Document text:

********

- Promotional poster for Garo: Yami o Terasu Mono
- Genre: Horror, tokusatsu, Superhero
- Created by: Keita Amemiya
- Written by: Itaru Era; Makoto Yokoyama; Kei Taguchi; Hisako Fujihira; Sumiko Umeda;
- Directed by: Makoto Yokoyama; Ryu Kaneda; Akihito Shimoda; Mitsuyoshi Abe; Yoshiomi Umetsu;
- Starring: Wataru Kuriyama; Tsunenori Aoki; Junya Ikeda; Miki Nanri; Kohei Otomo; Hiroko Sato; Kanji Tsuda;
- Voices of: Hironobu Kageyama
- Theme music composer: Yoshichika Kuriyama; Shiho Terada;
- Opening theme: "Theme of Yami o Terasu Mono"; "Isshokusokuhatsu ~Trigger of Crisis~" by JAM Project;
- Ending theme: "So Long" by Kohei Otomo; "PLATONIC" by JAM Project featuring Masami Okui;
- Composer: Shunji Inoue
- Country of origin: Japan
- Original language: Japanese
- No. of episodes: 25 (list of episodes)

********

Entries supplied:
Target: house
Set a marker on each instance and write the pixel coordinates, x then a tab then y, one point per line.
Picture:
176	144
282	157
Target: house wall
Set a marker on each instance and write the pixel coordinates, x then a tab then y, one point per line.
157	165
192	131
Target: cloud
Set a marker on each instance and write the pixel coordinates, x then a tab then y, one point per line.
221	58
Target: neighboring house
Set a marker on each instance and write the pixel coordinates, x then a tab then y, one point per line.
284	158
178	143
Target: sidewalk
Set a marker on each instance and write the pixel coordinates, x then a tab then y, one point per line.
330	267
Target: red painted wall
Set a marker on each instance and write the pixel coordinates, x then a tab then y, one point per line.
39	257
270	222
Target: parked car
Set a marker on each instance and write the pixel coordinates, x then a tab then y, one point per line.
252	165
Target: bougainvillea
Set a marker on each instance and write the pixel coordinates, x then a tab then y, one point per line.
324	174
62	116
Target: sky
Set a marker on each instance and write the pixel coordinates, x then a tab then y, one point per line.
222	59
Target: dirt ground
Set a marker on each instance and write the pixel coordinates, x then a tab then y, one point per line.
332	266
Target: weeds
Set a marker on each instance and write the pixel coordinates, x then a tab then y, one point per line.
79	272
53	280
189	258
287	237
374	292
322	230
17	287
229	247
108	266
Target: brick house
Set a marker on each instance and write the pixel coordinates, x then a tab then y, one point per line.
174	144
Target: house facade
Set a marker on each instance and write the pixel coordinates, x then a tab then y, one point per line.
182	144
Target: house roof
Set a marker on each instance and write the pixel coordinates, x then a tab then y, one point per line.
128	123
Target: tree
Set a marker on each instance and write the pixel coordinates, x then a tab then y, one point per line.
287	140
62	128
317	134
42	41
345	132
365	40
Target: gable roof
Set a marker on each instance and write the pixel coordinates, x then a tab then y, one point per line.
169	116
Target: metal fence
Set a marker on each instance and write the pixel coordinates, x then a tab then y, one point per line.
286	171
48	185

********

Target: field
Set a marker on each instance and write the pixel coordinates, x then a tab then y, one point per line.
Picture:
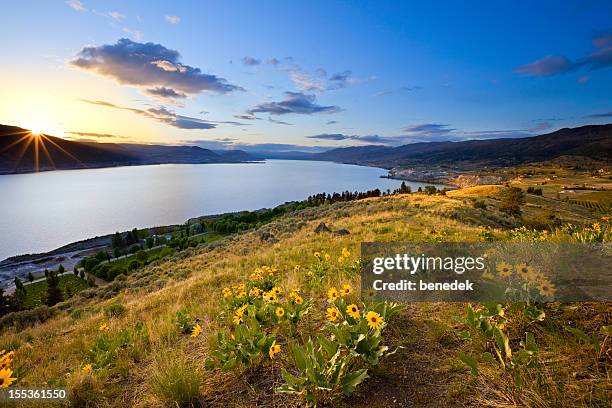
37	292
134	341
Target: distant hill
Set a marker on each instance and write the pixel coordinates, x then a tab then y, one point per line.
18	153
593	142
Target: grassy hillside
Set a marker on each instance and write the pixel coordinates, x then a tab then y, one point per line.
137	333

********

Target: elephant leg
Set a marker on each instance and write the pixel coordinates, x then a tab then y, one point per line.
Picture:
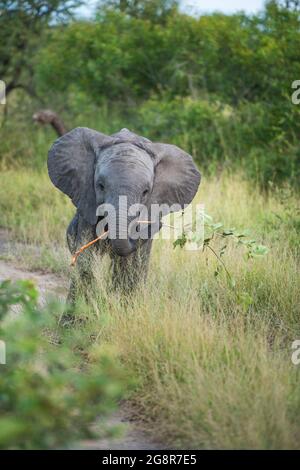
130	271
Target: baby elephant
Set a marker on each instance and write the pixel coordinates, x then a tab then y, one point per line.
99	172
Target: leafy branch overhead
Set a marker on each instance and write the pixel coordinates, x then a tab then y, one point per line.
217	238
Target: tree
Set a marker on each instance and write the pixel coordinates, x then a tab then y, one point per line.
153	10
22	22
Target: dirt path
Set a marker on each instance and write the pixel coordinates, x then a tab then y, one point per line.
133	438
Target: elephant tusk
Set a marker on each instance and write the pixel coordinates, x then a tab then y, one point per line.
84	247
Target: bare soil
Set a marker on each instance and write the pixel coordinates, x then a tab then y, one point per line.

********

What the exercise asks: Rewrite the Garo: Yami o Terasu Mono listing from the words containing "- Promotional poster" through "(list of episodes)", substituting "Category" for "Genre".

Result for this exercise:
- Promotional poster for Garo: Yami o Terasu Mono
- Category: Horror, tokusatsu, Superhero
- Created by: Keita Amemiya
- Written by: Itaru Era; Makoto Yokoyama; Kei Taguchi; Hisako Fujihira; Sumiko Umeda;
- Directed by: Makoto Yokoyama; Ryu Kaneda; Akihito Shimoda; Mitsuyoshi Abe; Yoshiomi Umetsu;
- Starring: Wataru Kuriyama; Tsunenori Aoki; Junya Ikeda; Miki Nanri; Kohei Otomo; Hiroko Sato; Kanji Tsuda;
- Voices of: Hironobu Kageyama
- Theme music composer: Yoshichika Kuriyama; Shiho Terada;
- Opening theme: "Theme of Yami o Terasu Mono"; "Isshokusokuhatsu ~Trigger of Crisis~" by JAM Project;
- Ending theme: "So Long" by Kohei Otomo; "PLATONIC" by JAM Project featuring Masami Okui;
- Composer: Shunji Inoue
- Country of origin: Japan
- Original language: Japanese
- No. of episodes: 25 (list of episodes)